Recorded data
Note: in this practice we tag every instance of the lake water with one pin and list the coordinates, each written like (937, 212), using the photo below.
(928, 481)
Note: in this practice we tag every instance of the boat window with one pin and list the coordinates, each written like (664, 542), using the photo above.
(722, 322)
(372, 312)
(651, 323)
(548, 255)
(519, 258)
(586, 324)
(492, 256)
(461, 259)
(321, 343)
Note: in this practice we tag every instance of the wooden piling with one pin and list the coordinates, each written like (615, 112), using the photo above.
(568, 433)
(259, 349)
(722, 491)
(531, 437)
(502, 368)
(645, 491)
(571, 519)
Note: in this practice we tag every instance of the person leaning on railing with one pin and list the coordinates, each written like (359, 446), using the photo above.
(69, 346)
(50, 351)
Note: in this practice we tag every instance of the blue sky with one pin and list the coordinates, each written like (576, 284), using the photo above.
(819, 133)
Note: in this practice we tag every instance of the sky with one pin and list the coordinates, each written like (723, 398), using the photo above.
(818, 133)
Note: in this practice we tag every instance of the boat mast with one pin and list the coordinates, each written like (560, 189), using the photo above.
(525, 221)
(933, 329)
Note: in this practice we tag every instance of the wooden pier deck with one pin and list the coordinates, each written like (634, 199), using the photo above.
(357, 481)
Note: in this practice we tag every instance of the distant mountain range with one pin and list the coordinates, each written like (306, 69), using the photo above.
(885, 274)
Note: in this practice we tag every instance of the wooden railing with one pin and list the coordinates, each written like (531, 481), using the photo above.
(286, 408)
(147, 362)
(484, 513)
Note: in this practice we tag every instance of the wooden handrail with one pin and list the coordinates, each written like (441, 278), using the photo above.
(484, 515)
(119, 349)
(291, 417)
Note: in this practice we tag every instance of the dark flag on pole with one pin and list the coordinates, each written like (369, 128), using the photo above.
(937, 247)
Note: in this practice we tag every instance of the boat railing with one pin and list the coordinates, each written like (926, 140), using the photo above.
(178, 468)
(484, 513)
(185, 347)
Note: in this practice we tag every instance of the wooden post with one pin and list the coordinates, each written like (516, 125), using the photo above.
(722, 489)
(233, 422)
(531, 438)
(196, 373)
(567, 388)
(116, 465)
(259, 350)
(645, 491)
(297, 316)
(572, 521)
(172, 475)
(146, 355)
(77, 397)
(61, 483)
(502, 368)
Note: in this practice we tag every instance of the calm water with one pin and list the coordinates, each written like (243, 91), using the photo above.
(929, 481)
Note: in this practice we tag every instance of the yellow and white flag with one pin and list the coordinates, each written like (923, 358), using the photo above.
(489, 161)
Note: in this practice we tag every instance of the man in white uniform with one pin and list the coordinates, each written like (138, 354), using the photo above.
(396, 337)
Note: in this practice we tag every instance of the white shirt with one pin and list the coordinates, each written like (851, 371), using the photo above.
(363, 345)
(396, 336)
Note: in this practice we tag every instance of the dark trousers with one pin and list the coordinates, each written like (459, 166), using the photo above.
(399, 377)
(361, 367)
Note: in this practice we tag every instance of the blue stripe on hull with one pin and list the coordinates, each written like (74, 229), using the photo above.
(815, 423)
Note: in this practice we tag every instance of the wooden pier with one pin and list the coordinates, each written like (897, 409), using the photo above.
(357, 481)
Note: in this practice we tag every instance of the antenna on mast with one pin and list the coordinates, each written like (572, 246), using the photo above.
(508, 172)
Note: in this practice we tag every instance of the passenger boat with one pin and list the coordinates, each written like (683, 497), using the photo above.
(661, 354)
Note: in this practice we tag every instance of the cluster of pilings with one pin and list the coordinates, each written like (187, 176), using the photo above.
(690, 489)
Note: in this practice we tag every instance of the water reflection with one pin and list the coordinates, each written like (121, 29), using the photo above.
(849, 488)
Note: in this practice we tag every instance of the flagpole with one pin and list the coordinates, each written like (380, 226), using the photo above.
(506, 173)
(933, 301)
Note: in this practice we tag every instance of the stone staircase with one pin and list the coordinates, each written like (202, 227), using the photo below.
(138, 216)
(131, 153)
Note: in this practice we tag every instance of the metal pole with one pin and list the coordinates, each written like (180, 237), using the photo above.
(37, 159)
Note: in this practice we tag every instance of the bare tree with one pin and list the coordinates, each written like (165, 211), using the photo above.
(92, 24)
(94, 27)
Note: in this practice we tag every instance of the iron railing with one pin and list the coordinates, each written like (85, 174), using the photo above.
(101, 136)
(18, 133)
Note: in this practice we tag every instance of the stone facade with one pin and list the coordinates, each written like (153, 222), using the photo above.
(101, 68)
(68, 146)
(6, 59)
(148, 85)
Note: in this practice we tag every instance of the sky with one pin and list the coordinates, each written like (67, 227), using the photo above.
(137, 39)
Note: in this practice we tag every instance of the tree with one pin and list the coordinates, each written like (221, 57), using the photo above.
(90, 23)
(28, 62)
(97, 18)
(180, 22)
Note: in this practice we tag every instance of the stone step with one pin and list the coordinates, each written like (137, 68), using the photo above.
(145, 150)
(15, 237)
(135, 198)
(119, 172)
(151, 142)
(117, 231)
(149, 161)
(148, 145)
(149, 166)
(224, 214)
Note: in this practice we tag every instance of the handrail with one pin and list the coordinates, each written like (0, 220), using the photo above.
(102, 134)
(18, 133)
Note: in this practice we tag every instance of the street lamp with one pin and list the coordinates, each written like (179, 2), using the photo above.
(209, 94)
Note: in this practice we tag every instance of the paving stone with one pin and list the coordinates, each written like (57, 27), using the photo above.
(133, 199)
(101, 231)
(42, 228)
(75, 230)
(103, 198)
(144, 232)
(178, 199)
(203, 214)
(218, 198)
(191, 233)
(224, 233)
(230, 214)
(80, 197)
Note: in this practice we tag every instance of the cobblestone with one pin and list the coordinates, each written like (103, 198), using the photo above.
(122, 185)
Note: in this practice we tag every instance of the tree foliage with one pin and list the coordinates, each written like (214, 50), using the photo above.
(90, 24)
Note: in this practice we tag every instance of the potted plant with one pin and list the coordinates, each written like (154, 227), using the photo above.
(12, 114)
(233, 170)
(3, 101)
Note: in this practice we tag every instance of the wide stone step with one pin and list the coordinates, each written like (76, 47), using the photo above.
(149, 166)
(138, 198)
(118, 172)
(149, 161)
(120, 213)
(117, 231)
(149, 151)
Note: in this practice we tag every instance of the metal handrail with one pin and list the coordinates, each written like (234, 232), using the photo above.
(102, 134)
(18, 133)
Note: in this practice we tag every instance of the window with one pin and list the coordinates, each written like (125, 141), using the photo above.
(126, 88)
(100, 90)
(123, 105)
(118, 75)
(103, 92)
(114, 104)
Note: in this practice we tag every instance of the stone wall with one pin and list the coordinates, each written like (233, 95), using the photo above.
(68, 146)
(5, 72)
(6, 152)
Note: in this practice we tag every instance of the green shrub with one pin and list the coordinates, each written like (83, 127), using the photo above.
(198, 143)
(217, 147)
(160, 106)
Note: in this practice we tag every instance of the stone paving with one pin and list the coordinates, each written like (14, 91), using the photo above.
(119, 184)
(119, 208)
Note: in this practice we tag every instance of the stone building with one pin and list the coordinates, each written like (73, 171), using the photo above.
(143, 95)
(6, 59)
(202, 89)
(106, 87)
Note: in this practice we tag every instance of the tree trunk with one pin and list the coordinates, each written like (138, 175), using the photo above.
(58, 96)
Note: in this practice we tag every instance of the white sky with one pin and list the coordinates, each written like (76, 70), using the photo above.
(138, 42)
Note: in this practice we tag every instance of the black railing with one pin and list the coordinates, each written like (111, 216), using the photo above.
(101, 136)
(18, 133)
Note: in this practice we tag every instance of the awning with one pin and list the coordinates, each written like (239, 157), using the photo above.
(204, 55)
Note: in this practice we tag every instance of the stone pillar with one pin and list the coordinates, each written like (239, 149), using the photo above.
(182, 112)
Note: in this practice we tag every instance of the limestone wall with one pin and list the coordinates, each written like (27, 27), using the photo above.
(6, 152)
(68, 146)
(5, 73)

▶ Aim of the task:
Write out exactly the final stretch of the records: the line containing "171), using the photo above." and every line after it, through the last, and nothing else.

▶ The reply:
Note: in this practice we tag every instance of the stone building with one pin and list the coordinates, each written like (73, 171), using the photo above.
(143, 95)
(6, 59)
(202, 89)
(106, 87)
Note: in this practice we tag every instance of the tree trunk with one pin and list the coordinates, each written like (138, 175), using the photo above.
(58, 96)
Note: in this practice we tag every instance of the white sky with one pin and list the coordinates, each written like (76, 70), using the photo above.
(138, 42)
Note: in this practice we tag every instance of the black railing with one pin and list the coordinates, each written like (111, 216), using the photo above.
(101, 136)
(18, 133)
Note: in this practice we tag every instance of the awning with one pin and list the coordinates, each written like (239, 157), using the photo above.
(204, 55)
Note: in this practice we tag every instance of the stone pillar with one pin and list the coordinates, each written like (239, 149), using the photo above.
(182, 112)
Note: in this practice we tag every instance of the limestone wall with one pin and list the coordinates, each written like (27, 27), using the photo above.
(6, 152)
(68, 146)
(5, 73)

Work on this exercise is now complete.